— Instruction —
Gather each line in the listing below that contains the string "helmet". Letter case matters.

Stored data
# # # #

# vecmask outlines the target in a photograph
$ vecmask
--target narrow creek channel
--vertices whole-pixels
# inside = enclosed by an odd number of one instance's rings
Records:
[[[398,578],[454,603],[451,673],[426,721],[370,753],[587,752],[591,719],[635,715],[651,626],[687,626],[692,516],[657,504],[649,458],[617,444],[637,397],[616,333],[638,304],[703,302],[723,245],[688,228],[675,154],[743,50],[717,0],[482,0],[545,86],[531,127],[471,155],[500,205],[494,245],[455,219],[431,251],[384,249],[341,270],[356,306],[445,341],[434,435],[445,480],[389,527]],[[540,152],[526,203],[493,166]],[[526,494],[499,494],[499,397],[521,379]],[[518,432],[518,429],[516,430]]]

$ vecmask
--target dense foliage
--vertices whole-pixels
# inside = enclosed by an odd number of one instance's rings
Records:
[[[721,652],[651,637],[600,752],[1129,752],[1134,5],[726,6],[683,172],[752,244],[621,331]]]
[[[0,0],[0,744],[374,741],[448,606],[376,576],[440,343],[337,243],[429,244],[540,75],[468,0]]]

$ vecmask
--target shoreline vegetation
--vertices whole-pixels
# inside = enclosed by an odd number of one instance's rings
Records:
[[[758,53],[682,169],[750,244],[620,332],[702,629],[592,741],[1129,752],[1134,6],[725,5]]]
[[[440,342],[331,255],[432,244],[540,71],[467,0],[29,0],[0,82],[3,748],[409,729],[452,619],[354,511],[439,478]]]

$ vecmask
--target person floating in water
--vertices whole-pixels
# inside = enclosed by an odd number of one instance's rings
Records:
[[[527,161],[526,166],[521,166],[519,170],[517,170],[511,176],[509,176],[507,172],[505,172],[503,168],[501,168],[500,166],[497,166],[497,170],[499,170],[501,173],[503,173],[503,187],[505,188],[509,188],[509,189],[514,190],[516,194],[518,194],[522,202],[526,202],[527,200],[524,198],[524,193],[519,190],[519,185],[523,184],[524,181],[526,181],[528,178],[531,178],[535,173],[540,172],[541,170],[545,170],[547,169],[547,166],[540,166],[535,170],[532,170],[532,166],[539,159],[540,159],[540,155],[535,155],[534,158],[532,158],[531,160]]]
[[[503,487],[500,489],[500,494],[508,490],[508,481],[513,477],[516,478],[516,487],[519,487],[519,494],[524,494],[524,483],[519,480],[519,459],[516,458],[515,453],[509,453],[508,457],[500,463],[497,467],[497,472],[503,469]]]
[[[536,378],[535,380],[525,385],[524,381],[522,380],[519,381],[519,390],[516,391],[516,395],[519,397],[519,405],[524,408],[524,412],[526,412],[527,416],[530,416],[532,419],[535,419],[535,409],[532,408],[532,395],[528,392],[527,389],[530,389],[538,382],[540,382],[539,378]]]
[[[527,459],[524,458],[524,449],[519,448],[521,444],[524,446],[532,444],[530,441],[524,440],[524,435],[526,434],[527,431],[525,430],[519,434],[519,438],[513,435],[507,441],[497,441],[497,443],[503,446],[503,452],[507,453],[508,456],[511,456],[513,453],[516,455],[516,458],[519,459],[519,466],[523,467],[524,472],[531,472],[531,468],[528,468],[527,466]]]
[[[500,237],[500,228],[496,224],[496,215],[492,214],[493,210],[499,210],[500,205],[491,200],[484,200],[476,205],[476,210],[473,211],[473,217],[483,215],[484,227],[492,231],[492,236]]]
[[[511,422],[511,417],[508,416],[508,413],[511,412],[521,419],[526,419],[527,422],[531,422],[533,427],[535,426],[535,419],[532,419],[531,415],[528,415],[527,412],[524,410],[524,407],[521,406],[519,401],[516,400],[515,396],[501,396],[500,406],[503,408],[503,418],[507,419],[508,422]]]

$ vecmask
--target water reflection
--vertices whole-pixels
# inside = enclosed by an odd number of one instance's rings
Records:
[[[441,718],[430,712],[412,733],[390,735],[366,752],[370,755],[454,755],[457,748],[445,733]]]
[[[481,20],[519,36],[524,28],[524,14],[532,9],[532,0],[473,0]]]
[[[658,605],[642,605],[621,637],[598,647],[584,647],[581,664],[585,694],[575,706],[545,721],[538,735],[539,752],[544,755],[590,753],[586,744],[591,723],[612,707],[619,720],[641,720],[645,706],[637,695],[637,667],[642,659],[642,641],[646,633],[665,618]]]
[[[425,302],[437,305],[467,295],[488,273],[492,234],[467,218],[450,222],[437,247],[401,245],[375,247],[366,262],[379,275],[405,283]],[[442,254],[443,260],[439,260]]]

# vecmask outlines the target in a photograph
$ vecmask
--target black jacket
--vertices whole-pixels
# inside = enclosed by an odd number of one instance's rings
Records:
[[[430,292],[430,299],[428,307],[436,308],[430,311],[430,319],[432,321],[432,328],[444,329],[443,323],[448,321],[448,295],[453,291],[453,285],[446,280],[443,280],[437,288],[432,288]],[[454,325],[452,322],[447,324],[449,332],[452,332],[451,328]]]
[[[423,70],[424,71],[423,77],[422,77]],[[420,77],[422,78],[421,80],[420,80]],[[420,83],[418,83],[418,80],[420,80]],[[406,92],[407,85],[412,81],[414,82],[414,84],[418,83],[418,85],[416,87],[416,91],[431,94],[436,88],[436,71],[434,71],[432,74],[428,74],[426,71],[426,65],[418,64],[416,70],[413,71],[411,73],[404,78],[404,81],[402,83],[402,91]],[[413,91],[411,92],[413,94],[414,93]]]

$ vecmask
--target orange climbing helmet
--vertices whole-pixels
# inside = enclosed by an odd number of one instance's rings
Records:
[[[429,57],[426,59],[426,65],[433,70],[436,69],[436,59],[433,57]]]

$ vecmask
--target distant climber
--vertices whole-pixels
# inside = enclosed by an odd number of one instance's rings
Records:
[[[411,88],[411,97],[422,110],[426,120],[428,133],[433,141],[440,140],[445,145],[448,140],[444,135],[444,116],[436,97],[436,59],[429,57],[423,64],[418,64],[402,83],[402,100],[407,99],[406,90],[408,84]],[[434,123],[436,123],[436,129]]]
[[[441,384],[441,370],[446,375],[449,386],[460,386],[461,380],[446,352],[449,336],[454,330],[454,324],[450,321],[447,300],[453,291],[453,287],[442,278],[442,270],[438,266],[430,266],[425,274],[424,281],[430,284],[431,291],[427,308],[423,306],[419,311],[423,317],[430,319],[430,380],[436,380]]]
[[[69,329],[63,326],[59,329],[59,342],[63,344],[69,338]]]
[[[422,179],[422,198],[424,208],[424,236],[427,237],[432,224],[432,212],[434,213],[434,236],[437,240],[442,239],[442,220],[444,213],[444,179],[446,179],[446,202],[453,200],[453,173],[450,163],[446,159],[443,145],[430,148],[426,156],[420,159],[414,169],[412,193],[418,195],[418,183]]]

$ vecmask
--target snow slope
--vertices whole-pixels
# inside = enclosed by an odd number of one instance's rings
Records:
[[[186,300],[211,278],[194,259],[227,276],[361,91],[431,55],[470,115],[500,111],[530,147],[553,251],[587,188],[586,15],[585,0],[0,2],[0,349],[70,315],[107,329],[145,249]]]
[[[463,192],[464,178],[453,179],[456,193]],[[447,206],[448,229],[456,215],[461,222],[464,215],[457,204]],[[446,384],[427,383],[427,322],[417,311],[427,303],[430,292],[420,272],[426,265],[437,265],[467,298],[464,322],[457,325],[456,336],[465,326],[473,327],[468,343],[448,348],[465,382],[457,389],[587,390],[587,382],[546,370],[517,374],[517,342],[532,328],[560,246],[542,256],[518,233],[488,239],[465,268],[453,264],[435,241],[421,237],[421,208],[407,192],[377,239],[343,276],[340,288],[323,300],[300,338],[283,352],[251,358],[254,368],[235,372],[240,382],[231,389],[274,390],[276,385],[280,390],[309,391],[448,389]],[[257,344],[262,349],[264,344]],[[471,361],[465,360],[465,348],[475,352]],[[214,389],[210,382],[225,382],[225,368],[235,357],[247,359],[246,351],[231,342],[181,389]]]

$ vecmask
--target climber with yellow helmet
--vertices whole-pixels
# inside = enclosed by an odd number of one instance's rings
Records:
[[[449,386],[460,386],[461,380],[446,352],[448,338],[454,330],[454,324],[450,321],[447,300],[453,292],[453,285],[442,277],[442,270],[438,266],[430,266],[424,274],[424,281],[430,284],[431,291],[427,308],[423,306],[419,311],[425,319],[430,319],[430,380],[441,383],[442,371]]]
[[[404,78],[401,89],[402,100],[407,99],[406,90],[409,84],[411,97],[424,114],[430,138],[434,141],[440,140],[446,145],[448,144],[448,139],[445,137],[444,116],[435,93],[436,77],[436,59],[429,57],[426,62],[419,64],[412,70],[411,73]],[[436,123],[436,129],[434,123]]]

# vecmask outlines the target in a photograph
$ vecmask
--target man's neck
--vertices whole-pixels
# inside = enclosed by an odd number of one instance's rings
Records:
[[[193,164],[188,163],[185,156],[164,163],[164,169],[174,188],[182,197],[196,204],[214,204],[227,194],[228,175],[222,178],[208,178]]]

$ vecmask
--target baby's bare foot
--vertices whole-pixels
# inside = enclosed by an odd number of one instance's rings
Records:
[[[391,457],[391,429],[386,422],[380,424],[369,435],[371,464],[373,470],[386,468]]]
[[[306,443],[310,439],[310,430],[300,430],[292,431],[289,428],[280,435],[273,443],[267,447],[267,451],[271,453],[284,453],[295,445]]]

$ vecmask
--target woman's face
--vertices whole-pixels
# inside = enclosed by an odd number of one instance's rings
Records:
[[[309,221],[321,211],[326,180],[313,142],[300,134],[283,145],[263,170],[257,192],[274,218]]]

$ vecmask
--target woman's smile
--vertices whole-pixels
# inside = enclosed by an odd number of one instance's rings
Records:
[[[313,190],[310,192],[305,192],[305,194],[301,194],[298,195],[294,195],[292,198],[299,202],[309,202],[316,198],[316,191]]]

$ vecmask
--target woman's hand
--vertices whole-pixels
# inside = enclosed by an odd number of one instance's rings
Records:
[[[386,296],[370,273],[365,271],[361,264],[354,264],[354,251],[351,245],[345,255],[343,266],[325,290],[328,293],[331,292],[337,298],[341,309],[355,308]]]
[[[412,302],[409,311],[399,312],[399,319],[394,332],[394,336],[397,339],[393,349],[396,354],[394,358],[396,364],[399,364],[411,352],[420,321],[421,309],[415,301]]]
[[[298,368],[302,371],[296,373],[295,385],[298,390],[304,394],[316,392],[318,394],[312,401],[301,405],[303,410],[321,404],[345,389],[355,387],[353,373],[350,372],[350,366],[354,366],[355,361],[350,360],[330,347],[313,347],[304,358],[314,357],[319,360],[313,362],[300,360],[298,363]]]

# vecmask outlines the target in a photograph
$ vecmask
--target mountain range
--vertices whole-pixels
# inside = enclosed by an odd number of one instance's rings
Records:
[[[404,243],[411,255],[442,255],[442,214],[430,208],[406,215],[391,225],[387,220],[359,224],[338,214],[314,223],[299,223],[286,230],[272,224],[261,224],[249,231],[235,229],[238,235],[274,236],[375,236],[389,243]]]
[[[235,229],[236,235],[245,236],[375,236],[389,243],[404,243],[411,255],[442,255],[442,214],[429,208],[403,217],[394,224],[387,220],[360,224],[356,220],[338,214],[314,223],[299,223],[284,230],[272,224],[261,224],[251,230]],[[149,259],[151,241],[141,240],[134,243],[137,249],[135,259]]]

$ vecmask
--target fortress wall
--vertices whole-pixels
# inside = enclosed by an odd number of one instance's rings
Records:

# # # #

— Answer below —
--target orange climbing helmet
--target climber with yellow helmet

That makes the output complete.